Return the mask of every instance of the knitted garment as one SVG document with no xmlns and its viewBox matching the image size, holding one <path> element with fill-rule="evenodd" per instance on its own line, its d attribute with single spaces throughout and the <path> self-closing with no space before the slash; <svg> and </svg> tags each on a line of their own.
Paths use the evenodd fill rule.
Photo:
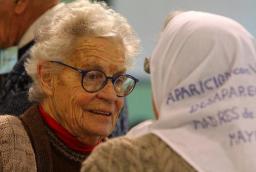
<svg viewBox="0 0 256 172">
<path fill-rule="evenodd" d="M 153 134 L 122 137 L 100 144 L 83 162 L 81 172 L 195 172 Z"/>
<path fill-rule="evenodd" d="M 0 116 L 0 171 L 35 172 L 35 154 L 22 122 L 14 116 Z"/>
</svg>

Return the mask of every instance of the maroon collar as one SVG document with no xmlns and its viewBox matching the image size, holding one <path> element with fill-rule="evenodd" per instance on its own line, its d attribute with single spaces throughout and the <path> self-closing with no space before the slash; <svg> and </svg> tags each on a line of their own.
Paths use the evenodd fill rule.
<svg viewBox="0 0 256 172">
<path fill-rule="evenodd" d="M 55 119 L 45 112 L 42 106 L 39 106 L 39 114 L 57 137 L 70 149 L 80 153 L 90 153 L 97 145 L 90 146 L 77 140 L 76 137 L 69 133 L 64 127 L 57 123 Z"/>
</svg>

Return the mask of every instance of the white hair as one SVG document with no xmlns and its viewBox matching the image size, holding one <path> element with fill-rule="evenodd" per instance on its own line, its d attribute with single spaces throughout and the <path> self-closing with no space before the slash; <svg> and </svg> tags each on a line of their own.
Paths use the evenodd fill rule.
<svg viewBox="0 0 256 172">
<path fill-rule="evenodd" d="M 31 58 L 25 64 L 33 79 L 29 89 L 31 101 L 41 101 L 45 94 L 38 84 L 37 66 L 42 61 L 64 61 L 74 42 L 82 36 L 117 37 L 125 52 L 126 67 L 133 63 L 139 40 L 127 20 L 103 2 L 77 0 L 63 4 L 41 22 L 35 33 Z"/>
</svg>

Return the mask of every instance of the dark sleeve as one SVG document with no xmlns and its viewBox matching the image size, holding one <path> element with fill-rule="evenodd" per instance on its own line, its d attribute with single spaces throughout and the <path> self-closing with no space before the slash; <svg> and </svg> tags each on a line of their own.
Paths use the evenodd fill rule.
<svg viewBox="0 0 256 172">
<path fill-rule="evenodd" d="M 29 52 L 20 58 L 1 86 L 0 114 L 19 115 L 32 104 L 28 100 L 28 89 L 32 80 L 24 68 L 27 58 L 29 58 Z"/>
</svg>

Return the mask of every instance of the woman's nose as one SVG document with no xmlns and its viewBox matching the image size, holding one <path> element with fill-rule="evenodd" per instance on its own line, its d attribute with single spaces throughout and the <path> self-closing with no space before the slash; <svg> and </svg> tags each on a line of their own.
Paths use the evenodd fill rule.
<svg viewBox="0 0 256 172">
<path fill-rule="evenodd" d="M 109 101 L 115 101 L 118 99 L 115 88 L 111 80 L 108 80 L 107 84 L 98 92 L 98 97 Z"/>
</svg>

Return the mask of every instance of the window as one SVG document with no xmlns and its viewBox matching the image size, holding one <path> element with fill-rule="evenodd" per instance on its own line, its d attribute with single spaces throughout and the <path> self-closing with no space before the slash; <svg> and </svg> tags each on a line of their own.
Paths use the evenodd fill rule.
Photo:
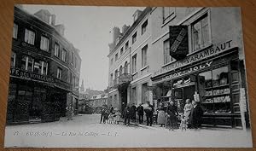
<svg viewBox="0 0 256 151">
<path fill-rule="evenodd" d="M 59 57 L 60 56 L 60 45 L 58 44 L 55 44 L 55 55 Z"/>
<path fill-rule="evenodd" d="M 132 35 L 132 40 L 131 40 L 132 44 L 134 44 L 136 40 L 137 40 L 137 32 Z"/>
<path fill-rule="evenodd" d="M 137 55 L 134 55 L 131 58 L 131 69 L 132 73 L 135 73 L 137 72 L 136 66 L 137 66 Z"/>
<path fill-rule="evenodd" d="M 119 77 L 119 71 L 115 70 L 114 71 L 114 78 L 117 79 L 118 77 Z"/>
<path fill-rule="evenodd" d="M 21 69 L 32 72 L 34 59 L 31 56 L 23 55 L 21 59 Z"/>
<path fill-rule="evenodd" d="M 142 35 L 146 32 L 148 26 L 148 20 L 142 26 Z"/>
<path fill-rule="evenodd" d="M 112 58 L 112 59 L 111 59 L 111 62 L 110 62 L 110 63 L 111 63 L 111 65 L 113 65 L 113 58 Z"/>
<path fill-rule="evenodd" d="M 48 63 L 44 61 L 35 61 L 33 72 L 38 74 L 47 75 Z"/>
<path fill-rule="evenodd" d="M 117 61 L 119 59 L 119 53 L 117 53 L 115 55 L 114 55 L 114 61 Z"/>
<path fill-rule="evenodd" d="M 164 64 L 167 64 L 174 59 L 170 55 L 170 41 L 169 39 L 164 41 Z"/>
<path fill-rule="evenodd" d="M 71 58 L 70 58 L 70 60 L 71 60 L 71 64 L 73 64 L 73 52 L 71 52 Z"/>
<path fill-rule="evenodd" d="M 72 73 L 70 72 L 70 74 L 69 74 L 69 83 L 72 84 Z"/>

● ● ● ● ● ● ●

- Exercise requirements -
Rewrite the part of the records above that opens with the line containing "Return the mask of every instance of the window" and closes with the line containing "164 64 L 167", swapping "window" for "doorway" and keeping every other word unchanged. Leave the pictures out of your answer.

- Response to this exercise -
Return the mask of every instance of the doorway as one SVG document with no xmlns and its viewBox matching the image size, holding one <path> element with fill-rule="evenodd" per instance on its own line, its d attribute with single spaces throughout and the <path> self-closing with no space before the slash; <svg> and </svg> tags each on a line of their own.
Paths use the evenodd fill rule.
Photo:
<svg viewBox="0 0 256 151">
<path fill-rule="evenodd" d="M 59 57 L 60 56 L 60 45 L 58 44 L 55 44 L 55 55 Z"/>
<path fill-rule="evenodd" d="M 132 35 L 132 40 L 131 40 L 132 44 L 134 44 L 136 40 L 137 40 L 137 32 Z"/>
<path fill-rule="evenodd" d="M 137 55 L 134 55 L 131 58 L 131 69 L 132 73 L 135 73 L 137 72 L 136 66 L 137 66 Z"/>
<path fill-rule="evenodd" d="M 119 77 L 119 71 L 115 70 L 114 71 L 114 78 L 117 79 L 118 77 Z"/>
<path fill-rule="evenodd" d="M 21 69 L 32 72 L 34 59 L 31 56 L 23 55 L 21 59 Z"/>
<path fill-rule="evenodd" d="M 142 35 L 146 32 L 148 26 L 148 20 L 142 26 Z"/>
<path fill-rule="evenodd" d="M 112 58 L 112 59 L 111 59 L 111 62 L 110 62 L 110 63 L 111 63 L 111 65 L 113 65 L 113 58 Z"/>
<path fill-rule="evenodd" d="M 48 63 L 44 61 L 35 61 L 33 72 L 38 74 L 47 75 Z"/>
<path fill-rule="evenodd" d="M 117 61 L 119 59 L 119 53 L 117 53 L 115 55 L 114 55 L 114 61 Z"/>
<path fill-rule="evenodd" d="M 164 64 L 167 64 L 174 59 L 170 55 L 170 41 L 169 39 L 164 41 Z"/>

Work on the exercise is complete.